** Text passage follows **
Viewers can spot other sly genre citations as well, from an orchestrated singing number hinting at musical comedy, to a Waiting for Godot homage as the men find themselves stranded by a lone tree in the countryside. (“I’m obsessed with Godot” confesses James.)
Despite these various genre and technical treatments, the viewer is caught up in the storytelling as a cohesive whole. “We tell ourselves stories every day to just get out of bed,” muses James, “or, in the characters’ cases, to just get up and move, to not overdose on drugs, to not succumb to trauma and despair. In Simphiwe’s case, he finds the stories that keep him going in dreams and memories and in his interior life.”
Sleeping, waking, and dreaming are pervasive themes throughout God’s Work. “You can’t wake up if you don’t fall asleep!” is the rallying cry of the zealous young activist who tries to rouse the homeless men to resistance. But they are afraid to fall asleep—afraid that they might join the victims of “resignation sickness” who pile up, comatose, along the squat-house hallways. “Resignation sickness is actually a real documented syndrome that has been observed in migrant groups,” explains James. “People on the margins of society eventually reach a point where the future is so un-determinable, you realize that no matter what plans you have there is no way to escape the despair for which you are heading. You fall into a coma, and some people die.
** End of Text passage **
Exercise set:
1. According to James in the passage about God's Work, in what kind of groups has resignation sickness been observed?
2. Reproduce the passage about God's Work from "Sleeping, waking, and" to "some people die.".
3. Continue the passage about God's Work from the point where it stops.
** Entries shown follows **
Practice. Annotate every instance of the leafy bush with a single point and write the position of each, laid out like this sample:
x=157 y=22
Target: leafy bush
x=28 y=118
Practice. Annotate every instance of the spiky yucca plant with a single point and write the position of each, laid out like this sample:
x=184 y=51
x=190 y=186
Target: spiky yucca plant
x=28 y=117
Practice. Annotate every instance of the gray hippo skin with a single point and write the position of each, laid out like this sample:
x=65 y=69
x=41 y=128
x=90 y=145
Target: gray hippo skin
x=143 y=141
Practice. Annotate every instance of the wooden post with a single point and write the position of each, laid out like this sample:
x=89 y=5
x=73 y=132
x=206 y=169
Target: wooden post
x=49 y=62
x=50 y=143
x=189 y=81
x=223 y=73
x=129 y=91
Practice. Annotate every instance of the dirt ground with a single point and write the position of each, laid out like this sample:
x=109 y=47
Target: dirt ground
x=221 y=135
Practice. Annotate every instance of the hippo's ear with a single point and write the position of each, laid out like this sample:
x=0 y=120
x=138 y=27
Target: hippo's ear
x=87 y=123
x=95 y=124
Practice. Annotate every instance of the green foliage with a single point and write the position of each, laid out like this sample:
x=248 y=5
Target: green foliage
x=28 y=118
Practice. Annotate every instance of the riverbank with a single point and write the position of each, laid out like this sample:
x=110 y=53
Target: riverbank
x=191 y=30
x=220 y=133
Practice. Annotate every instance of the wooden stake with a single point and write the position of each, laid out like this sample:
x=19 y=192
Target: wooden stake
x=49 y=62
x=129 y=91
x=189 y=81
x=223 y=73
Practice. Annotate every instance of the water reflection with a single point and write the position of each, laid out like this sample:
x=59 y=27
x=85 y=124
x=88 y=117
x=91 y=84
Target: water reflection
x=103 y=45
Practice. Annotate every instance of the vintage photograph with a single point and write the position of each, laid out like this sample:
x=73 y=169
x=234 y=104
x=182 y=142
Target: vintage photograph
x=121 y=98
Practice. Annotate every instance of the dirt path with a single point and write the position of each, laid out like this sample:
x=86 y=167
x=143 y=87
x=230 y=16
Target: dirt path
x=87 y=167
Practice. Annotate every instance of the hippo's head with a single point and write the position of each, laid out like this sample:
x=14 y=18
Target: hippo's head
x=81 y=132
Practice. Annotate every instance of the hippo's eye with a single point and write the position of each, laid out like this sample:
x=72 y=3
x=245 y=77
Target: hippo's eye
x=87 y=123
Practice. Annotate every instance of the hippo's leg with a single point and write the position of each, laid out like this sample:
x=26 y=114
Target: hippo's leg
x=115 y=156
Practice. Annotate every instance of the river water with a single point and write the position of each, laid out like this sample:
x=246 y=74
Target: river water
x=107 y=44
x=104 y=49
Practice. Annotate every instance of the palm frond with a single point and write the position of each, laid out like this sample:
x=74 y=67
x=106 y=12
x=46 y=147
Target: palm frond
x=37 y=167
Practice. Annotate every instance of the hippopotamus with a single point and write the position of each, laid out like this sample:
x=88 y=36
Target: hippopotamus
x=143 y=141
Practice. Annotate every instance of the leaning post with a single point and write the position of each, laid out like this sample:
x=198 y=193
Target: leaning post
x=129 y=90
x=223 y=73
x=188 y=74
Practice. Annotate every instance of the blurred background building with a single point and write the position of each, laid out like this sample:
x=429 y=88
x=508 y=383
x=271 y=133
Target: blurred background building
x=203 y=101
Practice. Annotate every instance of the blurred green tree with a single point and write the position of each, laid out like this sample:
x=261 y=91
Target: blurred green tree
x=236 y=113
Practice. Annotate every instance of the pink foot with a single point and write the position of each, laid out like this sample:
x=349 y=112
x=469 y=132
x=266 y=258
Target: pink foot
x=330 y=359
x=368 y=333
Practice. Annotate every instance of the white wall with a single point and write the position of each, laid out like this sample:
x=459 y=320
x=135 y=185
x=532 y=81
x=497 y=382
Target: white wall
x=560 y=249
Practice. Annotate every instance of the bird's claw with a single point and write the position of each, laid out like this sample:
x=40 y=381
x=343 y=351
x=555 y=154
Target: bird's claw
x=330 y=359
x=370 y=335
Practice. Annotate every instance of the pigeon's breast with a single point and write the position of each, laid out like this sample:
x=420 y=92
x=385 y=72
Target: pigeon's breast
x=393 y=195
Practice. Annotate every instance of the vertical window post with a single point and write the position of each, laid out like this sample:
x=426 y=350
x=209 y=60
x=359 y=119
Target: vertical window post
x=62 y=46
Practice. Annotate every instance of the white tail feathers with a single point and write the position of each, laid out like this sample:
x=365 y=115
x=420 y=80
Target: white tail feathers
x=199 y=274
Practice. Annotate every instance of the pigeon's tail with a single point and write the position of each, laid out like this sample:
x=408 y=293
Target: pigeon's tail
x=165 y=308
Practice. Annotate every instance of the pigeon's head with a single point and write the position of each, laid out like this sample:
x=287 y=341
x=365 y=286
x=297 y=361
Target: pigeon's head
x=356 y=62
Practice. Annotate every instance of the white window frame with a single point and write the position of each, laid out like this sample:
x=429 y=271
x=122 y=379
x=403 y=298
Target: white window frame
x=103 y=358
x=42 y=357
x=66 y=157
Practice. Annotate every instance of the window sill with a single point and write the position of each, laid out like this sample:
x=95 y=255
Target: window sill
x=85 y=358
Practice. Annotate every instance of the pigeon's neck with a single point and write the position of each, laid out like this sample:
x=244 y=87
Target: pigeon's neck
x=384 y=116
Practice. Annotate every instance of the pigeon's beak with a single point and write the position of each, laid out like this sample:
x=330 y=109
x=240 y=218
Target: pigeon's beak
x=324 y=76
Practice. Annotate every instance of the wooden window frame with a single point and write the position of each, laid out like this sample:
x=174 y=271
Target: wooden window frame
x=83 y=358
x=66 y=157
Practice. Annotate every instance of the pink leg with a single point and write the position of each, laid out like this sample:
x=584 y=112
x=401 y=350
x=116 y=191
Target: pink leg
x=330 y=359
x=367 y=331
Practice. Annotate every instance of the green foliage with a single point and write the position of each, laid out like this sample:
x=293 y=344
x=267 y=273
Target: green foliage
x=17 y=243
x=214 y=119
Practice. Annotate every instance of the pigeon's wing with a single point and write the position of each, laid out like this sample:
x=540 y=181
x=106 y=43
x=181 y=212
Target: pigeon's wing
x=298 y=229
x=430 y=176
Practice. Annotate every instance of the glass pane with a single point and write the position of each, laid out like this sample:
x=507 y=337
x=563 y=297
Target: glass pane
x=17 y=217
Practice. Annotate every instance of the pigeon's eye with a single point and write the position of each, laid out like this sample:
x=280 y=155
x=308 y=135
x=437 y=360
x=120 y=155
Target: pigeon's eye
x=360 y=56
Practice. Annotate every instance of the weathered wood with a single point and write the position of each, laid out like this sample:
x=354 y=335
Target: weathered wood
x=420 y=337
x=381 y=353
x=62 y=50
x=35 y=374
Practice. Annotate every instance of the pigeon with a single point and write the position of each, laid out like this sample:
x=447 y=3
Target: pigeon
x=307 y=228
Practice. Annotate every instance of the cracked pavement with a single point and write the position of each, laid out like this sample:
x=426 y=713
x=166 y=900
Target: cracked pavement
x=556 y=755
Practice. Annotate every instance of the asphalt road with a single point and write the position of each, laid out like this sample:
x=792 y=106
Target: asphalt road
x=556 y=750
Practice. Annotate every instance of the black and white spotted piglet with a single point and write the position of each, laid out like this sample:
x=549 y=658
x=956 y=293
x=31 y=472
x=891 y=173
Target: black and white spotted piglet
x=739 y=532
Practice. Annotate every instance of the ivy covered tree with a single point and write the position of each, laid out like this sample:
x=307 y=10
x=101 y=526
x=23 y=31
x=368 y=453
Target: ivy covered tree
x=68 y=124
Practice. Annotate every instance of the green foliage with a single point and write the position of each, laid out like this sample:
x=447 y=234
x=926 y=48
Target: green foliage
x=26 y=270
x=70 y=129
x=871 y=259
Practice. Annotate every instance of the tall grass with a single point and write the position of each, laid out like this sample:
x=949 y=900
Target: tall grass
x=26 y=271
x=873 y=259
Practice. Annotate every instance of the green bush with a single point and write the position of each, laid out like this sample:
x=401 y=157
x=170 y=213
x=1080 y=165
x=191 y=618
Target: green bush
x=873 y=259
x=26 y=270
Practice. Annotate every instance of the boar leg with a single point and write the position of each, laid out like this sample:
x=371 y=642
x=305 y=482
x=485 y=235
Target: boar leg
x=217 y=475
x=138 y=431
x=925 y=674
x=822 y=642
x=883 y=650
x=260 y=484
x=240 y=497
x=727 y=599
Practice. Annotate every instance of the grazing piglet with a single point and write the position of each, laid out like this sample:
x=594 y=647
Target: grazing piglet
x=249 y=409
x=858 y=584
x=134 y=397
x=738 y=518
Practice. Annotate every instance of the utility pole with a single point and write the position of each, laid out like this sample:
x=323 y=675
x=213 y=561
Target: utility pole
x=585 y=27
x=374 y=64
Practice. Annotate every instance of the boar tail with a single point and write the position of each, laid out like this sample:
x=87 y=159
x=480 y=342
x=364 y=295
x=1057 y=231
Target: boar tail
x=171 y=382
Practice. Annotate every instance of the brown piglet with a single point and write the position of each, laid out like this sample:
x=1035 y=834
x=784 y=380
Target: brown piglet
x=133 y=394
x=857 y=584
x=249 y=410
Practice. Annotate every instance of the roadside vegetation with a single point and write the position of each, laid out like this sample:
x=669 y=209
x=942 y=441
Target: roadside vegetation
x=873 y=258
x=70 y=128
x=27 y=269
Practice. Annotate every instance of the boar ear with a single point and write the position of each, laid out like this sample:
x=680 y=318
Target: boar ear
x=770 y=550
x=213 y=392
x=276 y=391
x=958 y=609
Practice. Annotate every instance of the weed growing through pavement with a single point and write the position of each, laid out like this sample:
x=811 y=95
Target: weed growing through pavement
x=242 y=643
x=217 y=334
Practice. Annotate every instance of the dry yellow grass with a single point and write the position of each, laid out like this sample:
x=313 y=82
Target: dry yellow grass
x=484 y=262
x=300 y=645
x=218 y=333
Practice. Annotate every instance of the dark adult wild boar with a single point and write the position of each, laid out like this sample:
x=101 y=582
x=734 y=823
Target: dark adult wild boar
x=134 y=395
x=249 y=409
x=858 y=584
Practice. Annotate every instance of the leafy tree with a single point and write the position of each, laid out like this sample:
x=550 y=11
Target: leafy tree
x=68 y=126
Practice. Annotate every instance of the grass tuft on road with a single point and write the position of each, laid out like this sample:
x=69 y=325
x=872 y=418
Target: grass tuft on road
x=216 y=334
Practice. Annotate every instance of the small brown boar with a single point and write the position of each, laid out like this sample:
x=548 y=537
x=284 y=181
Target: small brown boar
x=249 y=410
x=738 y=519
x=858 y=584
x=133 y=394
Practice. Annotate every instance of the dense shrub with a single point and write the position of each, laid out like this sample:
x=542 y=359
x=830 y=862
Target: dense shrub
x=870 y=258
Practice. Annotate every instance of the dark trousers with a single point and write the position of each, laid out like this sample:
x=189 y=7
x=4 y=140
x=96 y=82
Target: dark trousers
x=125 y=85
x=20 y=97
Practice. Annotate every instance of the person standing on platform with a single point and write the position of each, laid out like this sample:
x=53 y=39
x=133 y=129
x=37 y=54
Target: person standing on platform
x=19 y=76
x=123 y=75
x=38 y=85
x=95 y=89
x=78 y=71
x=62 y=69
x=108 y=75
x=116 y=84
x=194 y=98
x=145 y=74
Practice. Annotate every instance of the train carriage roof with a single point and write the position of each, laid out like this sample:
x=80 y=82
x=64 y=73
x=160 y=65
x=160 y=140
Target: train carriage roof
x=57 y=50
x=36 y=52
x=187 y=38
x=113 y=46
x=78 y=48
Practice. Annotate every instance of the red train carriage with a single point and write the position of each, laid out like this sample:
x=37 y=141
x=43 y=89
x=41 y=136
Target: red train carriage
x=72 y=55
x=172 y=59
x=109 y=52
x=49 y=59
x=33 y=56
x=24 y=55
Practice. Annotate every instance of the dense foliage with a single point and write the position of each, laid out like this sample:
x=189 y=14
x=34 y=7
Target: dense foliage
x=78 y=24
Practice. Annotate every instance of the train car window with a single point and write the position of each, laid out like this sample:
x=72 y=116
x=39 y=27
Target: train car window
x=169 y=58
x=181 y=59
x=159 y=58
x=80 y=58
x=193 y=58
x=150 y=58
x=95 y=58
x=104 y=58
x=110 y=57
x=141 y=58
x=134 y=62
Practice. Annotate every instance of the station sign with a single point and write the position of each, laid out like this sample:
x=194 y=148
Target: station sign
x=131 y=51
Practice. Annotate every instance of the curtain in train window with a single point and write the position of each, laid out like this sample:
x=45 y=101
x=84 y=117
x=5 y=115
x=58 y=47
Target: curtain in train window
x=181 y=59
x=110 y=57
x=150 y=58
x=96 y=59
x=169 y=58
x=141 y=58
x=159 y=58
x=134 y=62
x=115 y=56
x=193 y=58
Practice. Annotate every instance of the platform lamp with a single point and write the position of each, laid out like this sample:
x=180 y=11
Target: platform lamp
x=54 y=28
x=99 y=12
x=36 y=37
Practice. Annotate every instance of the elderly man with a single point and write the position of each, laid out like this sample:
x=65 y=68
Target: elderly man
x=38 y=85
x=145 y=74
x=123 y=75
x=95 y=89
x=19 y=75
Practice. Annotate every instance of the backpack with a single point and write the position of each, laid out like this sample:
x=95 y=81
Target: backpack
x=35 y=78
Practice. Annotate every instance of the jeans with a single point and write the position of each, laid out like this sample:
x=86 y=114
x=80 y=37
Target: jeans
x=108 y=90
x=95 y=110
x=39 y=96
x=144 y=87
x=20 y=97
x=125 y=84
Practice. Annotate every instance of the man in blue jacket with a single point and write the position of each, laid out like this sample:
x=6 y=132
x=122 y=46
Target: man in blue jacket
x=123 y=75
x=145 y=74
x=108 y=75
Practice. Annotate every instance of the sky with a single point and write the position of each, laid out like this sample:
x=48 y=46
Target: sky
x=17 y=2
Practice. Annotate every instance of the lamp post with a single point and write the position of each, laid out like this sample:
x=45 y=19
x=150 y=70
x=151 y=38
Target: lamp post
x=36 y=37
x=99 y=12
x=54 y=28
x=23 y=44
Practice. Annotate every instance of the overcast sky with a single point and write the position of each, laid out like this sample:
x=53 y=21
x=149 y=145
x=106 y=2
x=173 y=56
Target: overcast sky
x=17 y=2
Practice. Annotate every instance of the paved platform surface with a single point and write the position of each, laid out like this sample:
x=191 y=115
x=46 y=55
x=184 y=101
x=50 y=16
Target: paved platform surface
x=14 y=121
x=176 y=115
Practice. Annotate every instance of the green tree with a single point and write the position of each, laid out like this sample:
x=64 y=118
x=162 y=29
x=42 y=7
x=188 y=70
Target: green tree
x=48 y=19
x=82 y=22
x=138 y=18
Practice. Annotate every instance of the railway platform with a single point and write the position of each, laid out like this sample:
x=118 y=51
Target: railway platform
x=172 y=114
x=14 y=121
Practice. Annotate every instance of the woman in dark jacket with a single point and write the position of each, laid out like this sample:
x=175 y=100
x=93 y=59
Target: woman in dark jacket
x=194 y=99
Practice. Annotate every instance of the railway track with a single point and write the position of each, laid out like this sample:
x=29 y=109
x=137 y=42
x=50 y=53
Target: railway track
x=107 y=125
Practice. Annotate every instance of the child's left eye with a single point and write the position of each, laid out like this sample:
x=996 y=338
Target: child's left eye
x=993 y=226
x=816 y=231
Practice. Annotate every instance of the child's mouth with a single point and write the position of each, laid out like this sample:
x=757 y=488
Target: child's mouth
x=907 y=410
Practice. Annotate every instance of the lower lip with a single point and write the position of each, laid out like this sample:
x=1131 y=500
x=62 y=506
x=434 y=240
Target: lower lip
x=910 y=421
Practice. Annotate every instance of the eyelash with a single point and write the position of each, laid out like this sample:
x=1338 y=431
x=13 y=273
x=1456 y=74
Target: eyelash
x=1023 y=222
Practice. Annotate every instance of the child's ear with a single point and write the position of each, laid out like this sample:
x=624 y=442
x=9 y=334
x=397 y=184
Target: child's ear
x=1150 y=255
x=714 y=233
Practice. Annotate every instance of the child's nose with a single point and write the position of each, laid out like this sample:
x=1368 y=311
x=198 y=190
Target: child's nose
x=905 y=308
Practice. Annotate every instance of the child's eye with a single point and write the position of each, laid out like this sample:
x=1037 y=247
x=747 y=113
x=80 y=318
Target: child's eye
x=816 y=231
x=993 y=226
** End of Entries shown **
Answers per task:
1. Migrant groups.

2.
Sleeping, waking, and dreaming are pervasive themes throughout God’s Work. “You can’t wake up if you don’t fall asleep!” is the rallying cry of the zealous young activist who tries to rouse the homeless men to resistance. But they are afraid to fall asleep—afraid that they might join the victims of “resignation sickness” who pile up, comatose, along the squat-house hallways. “Resignation sickness is actually a real documented syndrome that has been observed in migrant groups,” explains James. “People on the margins of society eventually reach a point where the future is so un-determinable, you realize that no matter what plans you have there is no way to escape the despair for which you are heading. You fall into a coma, and some people die.

3.
The actual syndrome has not been found in Durban, so I am not using it as a concrete plot device; it is more a symbol of the psychosis of trauma manifested physically.” At the end of God’s Work, the exhausted, demoralized friends fall headlong into deep sleep, perhaps succumbing to the sleeping sickness. But, as we have learned earlier in the film, victims of this sickness do not dream, and our protagonists are all dreaming of the Lumière Brothers’ train—still immersed in storytelling.
Postscript, we are shown the cast and crew of God’s Work behind the scenes: they are actors taking a break on a location, surrounded by cameras, cables, and lights. Inspired by Abbas Kiarostami’s Taste of Cherry, James explains why he chose to leave the viewer with this unfiltered documentary view:
“For all the tough questions about homelessness and despair, there are not any easy answers. And so, the only answer I have is to pull back and say it is not real, it is a film. That gives us more space to stop and think about it, as opposed to an ending that shuts a heavy door and leaves us wondering, are the characters dead or asleep? Instead, it becomes more a poetic dialogue with oneself at the end.
Back when we humans were just living through our winters in caves, with light flickering on the cave walls, we spun illusions and dreams and fantasies into story. That is one of the reasons we have survived so long, because we have been able to make up stories that are not real but are more real than the stories that are real.